- _Tarefa_
Responda, por favor, às perguntas sobre o texto acerca da desigualdade no Brasil:
1. Que parcela da riqueza do país fica com os 10% mais ricos da população?
2. Segundo o autor, que porcentagem da população brasileira não pode ter acesso à riqueza?
3. Que itens o texto aponta como responsáveis pela diminuição da mortalidade infantil?

- _Trecho do texto_
● ● ● ● ● ● ●

Por Luiz Inácio Lula da Silva
Como cidadão brasileiro eu me envergonho toda a vez que o IBGE divulga os indicadores sociais do meu país. Como é possível explicar aos meus filhos por que uma minoria de brasileiros vive no Primeiro Mundo enquanto a esmagadora maioria é condenada às condições de Quarto Mundo? O fato é que os anos passam, os governos se sucedem e o Brasil não muda: continua sendo um dos países mais desiguais e injustos do mundo. Há pelo menos duas décadas a distribuição de renda permanece inalterada no país. Ou seja, os 10% mais ricos da população concentram em suas mãos 50% da riqueza do país, enquanto os 50% mais pobres ficam com apenas 14% – aproximadamente o que ganha, sozinho, 1% dos mais ricos do país. A questão é saber por que esse quadro persiste e como fazer para alterá-lo.
Antigamente as pessoas de boa fé acreditavam que a pobreza era uma sentença divina. É evidente, porém, que a pobreza do povo brasileiro não é obra do Espírito Santo, mas o resultado de políticas e ações de vários governos que privilegiaram – e privilegiam – exclusivamente os interesses das elites que sempre mandaram neste país. Convém deixar claro que nada tenho contra a riqueza, principalmente quando ela é ganha com o suor do trabalho honesto e engenhoso, que se irradia para toda a sociedade, e não nas maracutaias e na corrupção governamental. O que não aceito é que mais de 80% da população brasileira não possam ter acesso à riqueza.
Evidentemente o brasileiro pobre não se encontra nas mesmas condições em que estava no início do século. O avanço da ciência e particularmente da medicina melhoraram as condições e alongaram a vida de todo o mundo. Vacinas, água encanada, e até mesmo alguns ensinamentos básicos de higiene e profilaxia diminuíram a mortalidade infantil, mesmo nos redutos mais modestos. E isso se deu praticamente em toda parte. Essas melhorias também estão registradas nos indicadores sociais do IBGE, mas não representam nenhum mérito dos atuais governantes, como procurou fazer crer parte da imprensa.

● ● ● ● ● ● ●

- _Dados fornecidos_
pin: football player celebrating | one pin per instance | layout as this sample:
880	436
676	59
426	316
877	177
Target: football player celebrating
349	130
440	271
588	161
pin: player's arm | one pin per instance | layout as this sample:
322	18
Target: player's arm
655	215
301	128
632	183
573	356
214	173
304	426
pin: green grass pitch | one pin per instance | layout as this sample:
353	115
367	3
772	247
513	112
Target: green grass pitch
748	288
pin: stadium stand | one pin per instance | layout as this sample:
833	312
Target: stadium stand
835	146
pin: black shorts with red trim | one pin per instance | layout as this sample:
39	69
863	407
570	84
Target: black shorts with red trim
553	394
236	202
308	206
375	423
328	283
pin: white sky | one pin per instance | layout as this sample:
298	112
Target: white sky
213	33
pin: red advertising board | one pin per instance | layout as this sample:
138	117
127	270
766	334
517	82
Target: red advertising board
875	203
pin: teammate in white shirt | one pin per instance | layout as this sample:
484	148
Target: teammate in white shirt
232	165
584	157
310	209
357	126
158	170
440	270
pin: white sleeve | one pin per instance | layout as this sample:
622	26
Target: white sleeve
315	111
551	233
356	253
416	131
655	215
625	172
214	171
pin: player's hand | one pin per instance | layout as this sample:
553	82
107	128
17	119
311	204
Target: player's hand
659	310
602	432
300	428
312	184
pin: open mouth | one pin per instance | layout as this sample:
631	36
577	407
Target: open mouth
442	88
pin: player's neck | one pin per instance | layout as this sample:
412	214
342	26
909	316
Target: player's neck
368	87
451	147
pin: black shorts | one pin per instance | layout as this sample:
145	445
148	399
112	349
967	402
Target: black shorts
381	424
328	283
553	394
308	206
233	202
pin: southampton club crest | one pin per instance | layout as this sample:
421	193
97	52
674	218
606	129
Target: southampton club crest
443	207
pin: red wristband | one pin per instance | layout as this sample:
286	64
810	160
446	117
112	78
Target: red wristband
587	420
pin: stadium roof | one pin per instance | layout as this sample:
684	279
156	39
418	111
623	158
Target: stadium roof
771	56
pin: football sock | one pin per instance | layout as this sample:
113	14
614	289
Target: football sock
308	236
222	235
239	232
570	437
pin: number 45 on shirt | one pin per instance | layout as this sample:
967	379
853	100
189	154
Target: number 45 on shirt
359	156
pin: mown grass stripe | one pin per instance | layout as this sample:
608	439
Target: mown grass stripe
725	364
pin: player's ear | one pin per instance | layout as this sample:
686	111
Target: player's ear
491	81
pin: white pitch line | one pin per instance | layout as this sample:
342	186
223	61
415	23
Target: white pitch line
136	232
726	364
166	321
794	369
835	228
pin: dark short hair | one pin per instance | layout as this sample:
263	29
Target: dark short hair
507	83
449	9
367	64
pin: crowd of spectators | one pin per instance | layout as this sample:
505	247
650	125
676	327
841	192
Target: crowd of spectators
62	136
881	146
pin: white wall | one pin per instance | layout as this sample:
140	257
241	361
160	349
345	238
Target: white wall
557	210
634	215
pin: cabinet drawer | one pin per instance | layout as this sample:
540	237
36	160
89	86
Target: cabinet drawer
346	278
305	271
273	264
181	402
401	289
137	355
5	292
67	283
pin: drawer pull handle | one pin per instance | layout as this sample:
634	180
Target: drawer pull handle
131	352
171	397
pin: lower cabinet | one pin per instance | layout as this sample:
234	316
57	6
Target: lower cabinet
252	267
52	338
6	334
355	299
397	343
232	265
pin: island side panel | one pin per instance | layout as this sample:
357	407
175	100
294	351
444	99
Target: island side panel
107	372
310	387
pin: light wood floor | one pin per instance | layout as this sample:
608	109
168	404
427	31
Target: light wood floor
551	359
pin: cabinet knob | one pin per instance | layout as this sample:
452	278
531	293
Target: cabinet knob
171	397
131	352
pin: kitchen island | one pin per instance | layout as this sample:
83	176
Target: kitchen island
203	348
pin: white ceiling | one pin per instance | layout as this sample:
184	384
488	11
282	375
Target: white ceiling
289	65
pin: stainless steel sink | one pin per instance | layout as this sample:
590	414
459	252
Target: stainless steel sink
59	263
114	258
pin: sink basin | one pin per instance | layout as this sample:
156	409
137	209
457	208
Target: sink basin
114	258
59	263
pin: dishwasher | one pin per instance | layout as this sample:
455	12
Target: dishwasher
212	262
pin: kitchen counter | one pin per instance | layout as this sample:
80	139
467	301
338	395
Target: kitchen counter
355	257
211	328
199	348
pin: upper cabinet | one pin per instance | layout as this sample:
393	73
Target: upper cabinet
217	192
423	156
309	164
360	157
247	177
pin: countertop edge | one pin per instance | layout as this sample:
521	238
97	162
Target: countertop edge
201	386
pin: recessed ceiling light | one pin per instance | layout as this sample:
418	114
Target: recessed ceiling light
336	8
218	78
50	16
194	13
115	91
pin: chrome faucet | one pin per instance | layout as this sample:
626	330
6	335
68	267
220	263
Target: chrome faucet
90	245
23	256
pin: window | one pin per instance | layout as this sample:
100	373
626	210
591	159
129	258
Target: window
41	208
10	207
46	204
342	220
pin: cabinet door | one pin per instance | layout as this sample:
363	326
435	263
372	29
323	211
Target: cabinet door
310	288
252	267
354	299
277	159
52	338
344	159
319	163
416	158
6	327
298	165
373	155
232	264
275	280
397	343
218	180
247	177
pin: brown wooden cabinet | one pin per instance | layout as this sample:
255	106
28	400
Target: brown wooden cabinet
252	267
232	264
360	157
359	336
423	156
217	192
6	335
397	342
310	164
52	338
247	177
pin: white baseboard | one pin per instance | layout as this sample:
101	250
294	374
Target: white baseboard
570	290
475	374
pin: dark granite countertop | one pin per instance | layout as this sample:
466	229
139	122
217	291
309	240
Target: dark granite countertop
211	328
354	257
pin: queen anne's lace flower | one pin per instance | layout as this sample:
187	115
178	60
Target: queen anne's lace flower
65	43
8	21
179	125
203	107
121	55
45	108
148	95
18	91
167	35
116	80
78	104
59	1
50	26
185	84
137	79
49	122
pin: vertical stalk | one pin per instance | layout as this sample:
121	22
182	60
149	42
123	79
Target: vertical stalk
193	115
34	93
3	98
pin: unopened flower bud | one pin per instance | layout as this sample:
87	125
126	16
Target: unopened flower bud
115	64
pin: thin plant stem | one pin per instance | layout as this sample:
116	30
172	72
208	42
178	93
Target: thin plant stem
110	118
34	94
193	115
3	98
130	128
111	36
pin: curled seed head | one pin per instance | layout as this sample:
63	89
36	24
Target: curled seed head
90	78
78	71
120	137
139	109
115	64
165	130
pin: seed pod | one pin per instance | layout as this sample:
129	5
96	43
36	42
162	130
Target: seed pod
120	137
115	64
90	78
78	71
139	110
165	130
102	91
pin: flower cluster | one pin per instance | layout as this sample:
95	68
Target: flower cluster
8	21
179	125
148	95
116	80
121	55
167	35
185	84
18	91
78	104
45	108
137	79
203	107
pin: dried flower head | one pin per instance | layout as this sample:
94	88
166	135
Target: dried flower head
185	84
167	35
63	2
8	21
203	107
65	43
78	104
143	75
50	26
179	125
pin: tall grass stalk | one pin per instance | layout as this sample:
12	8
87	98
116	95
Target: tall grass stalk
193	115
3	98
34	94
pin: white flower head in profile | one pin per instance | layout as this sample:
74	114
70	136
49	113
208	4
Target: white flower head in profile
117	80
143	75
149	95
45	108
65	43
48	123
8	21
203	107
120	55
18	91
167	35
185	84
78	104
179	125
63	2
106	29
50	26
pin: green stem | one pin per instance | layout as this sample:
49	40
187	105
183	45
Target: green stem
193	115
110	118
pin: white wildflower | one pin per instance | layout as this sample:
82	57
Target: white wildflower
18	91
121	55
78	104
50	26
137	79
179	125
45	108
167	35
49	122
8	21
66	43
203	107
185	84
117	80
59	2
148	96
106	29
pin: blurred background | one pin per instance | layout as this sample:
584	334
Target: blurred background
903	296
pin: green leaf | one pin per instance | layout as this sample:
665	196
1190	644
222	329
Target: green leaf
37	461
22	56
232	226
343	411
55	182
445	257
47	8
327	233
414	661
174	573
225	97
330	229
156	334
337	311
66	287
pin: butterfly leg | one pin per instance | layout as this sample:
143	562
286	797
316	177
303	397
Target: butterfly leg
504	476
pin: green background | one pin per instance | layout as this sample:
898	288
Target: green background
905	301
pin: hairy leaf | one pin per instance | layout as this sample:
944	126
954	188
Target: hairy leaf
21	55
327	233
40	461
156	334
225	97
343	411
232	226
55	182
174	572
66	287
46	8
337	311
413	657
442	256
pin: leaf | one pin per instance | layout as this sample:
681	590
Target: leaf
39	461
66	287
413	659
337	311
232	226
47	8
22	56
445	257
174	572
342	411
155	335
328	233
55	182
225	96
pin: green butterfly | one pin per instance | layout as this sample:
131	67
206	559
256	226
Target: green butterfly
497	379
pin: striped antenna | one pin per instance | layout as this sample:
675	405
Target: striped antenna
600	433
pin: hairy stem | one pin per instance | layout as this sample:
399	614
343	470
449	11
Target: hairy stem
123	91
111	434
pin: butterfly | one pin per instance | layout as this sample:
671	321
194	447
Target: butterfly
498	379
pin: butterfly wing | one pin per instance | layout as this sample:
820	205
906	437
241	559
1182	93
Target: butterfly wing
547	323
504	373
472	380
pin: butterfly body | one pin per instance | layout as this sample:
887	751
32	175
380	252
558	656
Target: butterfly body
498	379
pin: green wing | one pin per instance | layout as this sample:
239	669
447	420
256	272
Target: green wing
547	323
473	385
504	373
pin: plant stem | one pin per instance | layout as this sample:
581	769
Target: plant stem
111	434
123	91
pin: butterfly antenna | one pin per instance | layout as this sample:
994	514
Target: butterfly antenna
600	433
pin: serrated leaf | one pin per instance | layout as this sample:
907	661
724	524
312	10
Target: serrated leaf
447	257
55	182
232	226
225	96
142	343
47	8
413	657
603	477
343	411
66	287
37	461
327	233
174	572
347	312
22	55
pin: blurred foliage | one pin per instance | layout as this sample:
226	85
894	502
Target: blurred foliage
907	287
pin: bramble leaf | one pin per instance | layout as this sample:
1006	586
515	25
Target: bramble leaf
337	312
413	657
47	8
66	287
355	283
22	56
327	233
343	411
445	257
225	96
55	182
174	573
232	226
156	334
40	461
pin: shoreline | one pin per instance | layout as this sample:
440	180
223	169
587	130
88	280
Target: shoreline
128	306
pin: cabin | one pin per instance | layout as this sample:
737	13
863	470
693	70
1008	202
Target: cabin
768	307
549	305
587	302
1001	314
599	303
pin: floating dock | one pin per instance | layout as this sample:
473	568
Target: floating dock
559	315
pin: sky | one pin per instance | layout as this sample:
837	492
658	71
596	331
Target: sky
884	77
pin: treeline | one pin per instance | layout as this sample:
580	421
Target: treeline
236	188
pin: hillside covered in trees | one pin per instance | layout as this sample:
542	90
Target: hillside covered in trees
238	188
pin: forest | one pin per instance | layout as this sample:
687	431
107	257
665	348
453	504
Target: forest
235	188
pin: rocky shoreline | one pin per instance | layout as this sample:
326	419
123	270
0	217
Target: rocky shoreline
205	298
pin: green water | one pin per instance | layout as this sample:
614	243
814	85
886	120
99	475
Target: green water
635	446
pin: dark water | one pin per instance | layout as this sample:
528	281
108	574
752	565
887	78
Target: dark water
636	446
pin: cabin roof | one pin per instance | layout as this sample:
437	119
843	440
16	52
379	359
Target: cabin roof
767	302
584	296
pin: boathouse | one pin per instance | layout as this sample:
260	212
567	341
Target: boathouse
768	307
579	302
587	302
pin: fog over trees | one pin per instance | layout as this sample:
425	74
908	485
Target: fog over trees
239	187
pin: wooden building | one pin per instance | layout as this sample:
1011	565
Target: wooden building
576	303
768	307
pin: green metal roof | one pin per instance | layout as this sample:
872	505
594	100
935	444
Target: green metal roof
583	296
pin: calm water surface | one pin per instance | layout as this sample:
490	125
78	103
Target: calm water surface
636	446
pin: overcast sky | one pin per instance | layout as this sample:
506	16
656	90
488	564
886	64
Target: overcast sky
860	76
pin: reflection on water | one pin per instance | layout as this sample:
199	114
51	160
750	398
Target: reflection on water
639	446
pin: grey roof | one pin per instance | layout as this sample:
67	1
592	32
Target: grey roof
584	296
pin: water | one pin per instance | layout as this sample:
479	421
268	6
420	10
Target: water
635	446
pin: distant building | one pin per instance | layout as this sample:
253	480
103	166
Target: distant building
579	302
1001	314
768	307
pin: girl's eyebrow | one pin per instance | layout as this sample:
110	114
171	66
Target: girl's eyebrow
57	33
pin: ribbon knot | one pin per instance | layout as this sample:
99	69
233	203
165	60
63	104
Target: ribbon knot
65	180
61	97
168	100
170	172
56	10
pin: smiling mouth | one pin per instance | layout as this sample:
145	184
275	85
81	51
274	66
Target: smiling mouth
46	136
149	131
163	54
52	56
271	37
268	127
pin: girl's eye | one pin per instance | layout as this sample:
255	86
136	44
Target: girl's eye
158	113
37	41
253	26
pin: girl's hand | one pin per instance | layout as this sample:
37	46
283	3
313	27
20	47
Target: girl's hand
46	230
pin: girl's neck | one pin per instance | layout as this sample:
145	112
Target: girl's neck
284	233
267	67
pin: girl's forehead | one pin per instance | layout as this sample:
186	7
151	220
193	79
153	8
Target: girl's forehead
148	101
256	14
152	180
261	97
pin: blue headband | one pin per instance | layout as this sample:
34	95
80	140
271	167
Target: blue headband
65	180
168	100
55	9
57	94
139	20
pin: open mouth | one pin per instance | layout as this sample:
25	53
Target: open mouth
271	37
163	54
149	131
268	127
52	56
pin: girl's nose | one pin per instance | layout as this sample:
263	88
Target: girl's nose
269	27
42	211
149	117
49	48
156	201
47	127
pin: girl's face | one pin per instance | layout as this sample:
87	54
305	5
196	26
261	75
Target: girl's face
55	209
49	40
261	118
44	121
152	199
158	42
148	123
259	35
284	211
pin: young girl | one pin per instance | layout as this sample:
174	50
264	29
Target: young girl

● ● ● ● ● ● ●

- _Resposta_
1. 50% da riqueza do país.
2. Mais de 80% da população brasileira.
3. Vacinas, água encanada e alguns ensinamentos básicos de higiene e profilaxia.